Task details -> Count the lines in the material that contain the string "house", treating uppercase and lowercase as different. Reply with the number only.

Dataset entries

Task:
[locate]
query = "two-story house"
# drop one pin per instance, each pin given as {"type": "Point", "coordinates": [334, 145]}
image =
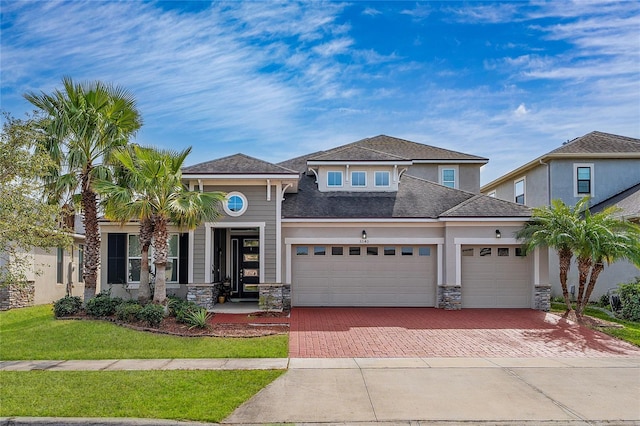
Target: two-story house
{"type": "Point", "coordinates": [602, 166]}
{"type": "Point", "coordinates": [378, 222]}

* * *

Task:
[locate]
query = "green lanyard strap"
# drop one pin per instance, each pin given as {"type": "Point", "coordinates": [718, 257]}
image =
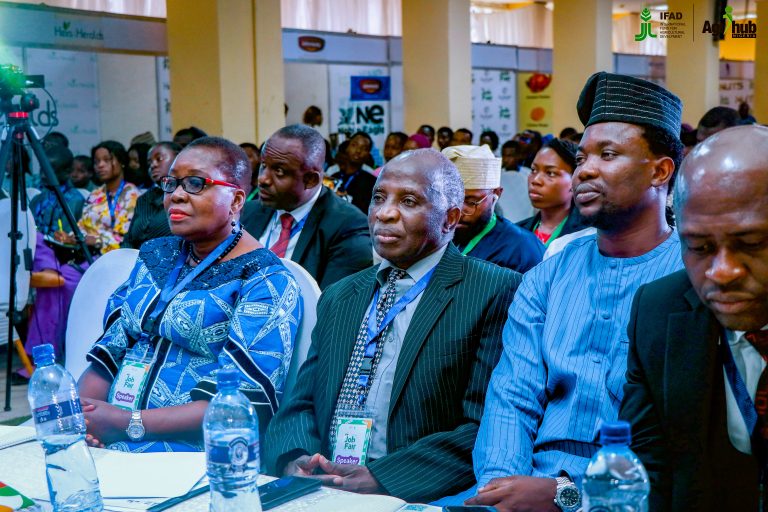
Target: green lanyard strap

Solution for this task -> 2